Stored entries

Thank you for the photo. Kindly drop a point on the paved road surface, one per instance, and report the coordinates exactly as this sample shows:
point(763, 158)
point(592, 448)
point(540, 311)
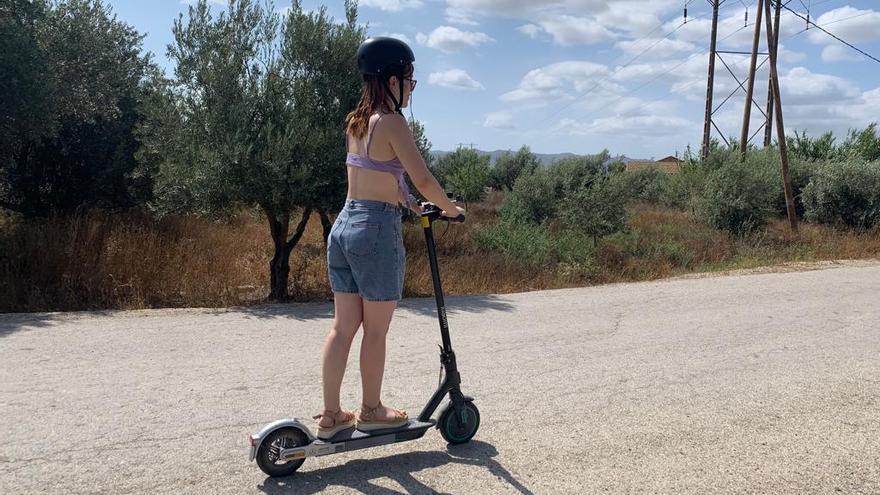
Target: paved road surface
point(745, 384)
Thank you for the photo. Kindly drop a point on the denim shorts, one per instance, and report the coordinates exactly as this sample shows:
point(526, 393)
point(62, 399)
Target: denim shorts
point(365, 253)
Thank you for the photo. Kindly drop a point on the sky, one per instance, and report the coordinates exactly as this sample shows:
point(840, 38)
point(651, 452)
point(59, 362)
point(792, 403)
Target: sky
point(581, 76)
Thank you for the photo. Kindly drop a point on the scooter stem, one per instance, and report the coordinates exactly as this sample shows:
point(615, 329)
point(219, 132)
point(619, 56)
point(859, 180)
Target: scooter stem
point(438, 288)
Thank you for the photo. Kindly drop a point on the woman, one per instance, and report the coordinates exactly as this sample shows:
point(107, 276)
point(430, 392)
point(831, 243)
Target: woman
point(365, 253)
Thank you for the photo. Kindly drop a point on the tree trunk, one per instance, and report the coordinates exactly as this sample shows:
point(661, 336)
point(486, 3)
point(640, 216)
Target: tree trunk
point(279, 266)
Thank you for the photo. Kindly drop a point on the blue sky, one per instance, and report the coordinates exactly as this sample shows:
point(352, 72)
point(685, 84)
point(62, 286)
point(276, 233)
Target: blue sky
point(583, 75)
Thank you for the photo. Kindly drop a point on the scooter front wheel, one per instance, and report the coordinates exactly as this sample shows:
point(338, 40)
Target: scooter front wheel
point(268, 455)
point(460, 427)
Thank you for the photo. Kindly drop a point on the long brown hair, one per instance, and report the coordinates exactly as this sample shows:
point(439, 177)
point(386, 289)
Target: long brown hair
point(373, 98)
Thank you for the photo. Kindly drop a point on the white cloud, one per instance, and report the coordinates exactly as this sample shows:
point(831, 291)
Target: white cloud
point(569, 30)
point(632, 116)
point(638, 17)
point(839, 53)
point(449, 39)
point(499, 120)
point(551, 82)
point(400, 36)
point(801, 86)
point(851, 24)
point(657, 47)
point(454, 78)
point(391, 5)
point(454, 16)
point(529, 30)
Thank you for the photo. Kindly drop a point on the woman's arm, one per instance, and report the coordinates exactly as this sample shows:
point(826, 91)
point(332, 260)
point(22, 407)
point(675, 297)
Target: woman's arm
point(401, 140)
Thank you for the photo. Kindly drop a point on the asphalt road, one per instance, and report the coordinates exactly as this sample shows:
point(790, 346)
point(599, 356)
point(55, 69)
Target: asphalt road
point(764, 383)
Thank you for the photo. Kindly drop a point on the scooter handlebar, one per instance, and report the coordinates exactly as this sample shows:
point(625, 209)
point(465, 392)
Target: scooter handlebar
point(433, 212)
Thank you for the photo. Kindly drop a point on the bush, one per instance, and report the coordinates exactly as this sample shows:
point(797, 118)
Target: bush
point(573, 174)
point(684, 188)
point(846, 193)
point(532, 199)
point(646, 185)
point(464, 171)
point(523, 241)
point(597, 210)
point(800, 172)
point(509, 167)
point(739, 196)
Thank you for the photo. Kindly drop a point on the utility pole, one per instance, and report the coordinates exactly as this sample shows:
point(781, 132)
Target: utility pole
point(750, 89)
point(768, 128)
point(772, 36)
point(707, 129)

Problem to solve
In the entries above, find the line with "on the long" and the line with "point(831, 291)", then set down exactly those two and every line between them, nothing else.

Response area
Thank you for the photo. Kindly drop a point on the long brown hair, one per instance, and report the coordinates exactly as this sample shows:
point(439, 177)
point(386, 289)
Target: long brown hair
point(373, 98)
Thank you for the photo. Kindly drop a point on the white cloud, one per instance, and report the coordinates exactly as this sample shows:
point(831, 291)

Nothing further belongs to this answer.